OBJECTIVES
**A.** Translate this sentence from the passage on teacher quality into Spanish: "Our competitors in other parts of the world recognize that the roles of teachers are changing."
**B.** From the passage on teacher quality, pull out the stretch from "The Asia Society" through "the very best.", word for word.

SELECTED EXTRACT
[BEGIN]
The Asia Society recently held an international symposium on teacher quality and they found that high-performing countries put much more energy into recruiting, preparing, and supporting good teachers -- rather than on the back end of reducing attrition or firing weak teachers.
Our competitors in other parts of the world recognize that the roles of teachers are changing. Today, they are expected to prepare knowledge workers, not factory workers, and to help every child succeed -- not just the "easy to teach." They have to harness new technologies and teach higher order thinking.
According to the report from the symposium, Singapore selects prospective teachers from the top third of the class and in Finland only one in ten applicants is accepted into teacher preparation programs. They only pick the very best.
England undertook a series of steps to raise the status of the teaching profession including a sophisticated advertising campaign, a televised awards program to raise the profile of teaching, and encouragement for alternate routes into teaching.
[END]
DATA SECTION
[BEGIN]
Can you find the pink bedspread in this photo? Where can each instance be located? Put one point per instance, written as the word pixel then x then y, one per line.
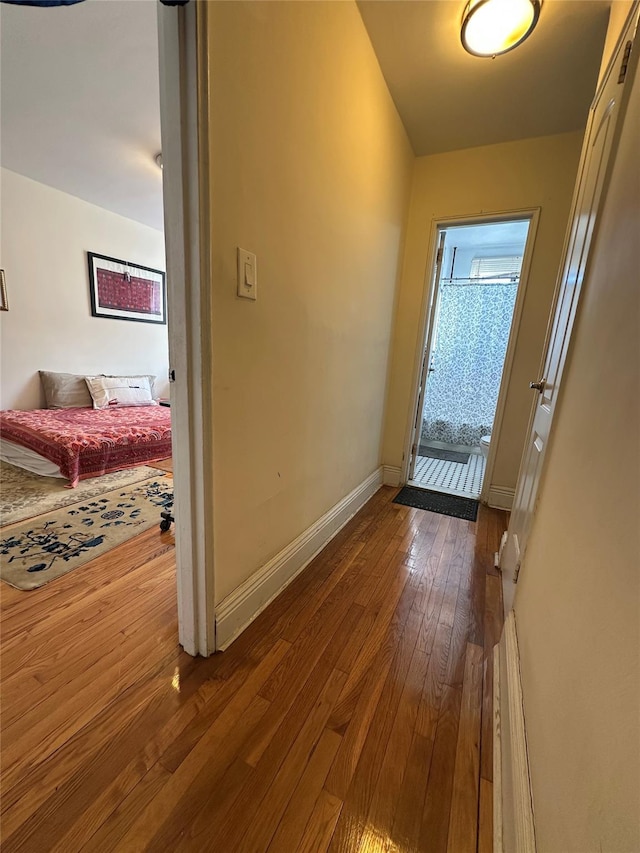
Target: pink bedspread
pixel 90 442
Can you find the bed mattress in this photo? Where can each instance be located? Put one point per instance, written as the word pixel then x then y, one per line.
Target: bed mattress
pixel 22 457
pixel 85 443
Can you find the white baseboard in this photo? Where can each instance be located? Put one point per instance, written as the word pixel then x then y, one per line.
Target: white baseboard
pixel 241 607
pixel 501 497
pixel 513 799
pixel 391 476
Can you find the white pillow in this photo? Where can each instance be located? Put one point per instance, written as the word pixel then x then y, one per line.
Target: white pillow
pixel 113 391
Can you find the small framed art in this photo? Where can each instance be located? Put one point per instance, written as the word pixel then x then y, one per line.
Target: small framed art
pixel 122 290
pixel 4 300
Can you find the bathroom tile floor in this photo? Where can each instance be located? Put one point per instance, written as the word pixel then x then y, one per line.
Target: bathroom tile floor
pixel 451 477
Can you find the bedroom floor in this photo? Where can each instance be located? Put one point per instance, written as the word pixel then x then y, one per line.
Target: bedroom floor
pixel 355 709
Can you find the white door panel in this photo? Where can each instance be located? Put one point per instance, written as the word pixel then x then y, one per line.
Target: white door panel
pixel 597 154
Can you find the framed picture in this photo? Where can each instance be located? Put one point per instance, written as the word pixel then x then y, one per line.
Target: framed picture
pixel 125 291
pixel 4 301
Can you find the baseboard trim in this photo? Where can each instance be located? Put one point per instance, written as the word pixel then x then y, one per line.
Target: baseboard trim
pixel 513 799
pixel 391 476
pixel 245 603
pixel 501 497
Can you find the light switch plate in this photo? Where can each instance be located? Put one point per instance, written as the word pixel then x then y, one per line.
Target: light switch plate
pixel 247 274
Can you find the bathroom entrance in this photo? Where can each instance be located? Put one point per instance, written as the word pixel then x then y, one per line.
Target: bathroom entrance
pixel 474 304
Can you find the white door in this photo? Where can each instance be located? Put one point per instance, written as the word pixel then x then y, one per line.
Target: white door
pixel 427 355
pixel 597 153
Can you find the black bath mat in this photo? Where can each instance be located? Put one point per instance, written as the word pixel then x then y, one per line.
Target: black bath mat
pixel 438 502
pixel 446 455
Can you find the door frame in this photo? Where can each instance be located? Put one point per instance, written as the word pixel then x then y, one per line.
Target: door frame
pixel 439 224
pixel 512 560
pixel 183 93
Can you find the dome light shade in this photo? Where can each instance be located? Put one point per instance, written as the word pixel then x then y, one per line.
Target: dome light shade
pixel 491 27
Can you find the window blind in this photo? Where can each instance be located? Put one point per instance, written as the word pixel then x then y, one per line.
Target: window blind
pixel 507 266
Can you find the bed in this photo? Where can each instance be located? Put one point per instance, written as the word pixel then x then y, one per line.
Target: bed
pixel 85 442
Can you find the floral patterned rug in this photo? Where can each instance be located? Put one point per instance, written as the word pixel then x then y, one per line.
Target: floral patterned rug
pixel 40 549
pixel 23 494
[END]
SOLUTIONS BY TASK
**A.** Nuestros competidores en otras partes del mundo reconocen que las funciones de los maestros están cambiando.

**B.**
The Asia Society recently held an international symposium on teacher quality and they found that high-performing countries put much more energy into recruiting, preparing, and supporting good teachers -- rather than on the back end of reducing attrition or firing weak teachers.
Our competitors in other parts of the world recognize that the roles of teachers are changing. Today, they are expected to prepare knowledge workers, not factory workers, and to help every child succeed -- not just the "easy to teach." They have to harness new technologies and teach higher order thinking.
According to the report from the symposium, Singapore selects prospective teachers from the top third of the class and in Finland only one in ten applicants is accepted into teacher preparation programs. They only pick the very best.